EXERCISE PROMPT: Lines from the entries below that hold "sneaker" form the answer; copy all of them.

╭──

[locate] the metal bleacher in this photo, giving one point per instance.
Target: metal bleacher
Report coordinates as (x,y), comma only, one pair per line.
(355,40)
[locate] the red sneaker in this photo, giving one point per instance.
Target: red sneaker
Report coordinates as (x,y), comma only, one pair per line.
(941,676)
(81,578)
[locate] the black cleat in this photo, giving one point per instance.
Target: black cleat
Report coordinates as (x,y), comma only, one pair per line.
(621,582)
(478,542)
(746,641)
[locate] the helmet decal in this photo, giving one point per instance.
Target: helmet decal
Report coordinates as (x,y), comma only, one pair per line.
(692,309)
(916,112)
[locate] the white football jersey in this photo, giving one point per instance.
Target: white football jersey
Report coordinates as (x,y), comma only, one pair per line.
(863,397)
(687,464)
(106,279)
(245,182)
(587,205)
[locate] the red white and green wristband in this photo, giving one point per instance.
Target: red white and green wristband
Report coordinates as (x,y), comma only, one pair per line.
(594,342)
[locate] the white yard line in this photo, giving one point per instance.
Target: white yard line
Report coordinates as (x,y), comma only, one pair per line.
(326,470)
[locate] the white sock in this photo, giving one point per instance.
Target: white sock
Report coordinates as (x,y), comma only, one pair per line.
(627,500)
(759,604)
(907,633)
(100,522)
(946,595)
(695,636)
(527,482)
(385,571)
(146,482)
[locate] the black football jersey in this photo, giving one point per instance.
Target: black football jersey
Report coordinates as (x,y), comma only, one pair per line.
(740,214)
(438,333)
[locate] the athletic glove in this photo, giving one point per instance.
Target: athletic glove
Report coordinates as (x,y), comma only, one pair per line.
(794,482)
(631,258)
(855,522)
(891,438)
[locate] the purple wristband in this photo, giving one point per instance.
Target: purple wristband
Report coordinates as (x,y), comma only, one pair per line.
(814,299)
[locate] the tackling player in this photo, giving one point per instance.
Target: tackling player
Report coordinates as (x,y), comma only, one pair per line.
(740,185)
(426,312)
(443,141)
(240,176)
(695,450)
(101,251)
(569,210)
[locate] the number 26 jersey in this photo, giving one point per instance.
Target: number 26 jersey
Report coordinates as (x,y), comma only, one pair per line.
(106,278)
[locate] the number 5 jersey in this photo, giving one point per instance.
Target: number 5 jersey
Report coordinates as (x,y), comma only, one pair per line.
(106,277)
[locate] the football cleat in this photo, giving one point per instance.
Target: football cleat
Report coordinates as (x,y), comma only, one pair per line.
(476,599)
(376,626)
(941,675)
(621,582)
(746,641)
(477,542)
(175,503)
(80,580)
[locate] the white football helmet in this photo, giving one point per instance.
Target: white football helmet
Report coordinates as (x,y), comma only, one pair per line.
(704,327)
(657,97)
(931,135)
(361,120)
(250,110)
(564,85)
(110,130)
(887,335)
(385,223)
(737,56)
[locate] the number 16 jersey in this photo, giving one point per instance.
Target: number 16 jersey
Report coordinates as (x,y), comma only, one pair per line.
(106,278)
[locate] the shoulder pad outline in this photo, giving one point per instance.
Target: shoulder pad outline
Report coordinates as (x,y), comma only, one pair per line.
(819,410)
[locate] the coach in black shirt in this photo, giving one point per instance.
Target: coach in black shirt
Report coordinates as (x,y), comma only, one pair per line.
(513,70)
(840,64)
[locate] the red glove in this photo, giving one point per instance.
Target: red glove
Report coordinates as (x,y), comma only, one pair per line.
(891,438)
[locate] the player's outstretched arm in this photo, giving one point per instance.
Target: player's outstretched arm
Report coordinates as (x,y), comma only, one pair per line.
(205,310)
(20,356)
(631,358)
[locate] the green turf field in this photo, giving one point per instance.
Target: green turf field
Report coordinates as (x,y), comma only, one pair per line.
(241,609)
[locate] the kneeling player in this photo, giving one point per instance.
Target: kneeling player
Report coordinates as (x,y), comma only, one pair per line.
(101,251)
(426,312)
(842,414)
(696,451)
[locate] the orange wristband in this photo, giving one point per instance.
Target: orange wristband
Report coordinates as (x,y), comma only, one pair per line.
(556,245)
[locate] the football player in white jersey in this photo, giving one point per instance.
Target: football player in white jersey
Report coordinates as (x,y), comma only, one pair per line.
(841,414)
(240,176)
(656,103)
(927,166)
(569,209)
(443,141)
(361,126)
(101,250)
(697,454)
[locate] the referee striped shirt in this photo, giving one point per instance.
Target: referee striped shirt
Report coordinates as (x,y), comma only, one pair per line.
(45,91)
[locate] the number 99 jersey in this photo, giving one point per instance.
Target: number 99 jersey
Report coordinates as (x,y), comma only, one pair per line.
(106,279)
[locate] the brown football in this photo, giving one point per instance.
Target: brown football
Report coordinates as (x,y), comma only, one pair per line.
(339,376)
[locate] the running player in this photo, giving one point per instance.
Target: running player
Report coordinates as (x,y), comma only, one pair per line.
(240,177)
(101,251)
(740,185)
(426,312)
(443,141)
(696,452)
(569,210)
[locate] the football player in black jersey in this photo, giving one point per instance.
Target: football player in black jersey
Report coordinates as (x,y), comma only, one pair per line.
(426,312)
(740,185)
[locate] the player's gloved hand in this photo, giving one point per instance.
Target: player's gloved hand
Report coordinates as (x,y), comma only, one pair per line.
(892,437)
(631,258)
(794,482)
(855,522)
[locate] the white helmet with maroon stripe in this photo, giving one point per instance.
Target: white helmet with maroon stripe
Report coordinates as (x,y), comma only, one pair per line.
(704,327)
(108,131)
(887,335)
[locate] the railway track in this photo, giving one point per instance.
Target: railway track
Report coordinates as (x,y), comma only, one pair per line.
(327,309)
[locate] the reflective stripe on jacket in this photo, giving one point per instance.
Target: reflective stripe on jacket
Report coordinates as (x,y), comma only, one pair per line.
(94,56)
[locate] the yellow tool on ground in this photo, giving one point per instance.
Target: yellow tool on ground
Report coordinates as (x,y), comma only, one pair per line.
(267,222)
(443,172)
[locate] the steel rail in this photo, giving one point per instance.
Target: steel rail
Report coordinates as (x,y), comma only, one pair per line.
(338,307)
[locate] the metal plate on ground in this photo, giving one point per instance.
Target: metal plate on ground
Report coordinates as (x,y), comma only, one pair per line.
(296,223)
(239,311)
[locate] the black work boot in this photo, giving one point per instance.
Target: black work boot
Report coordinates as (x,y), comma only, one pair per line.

╰──

EXERCISE RESULT:
[locate] the red sneaker in this photo, giving one point per instance.
Target: red sneaker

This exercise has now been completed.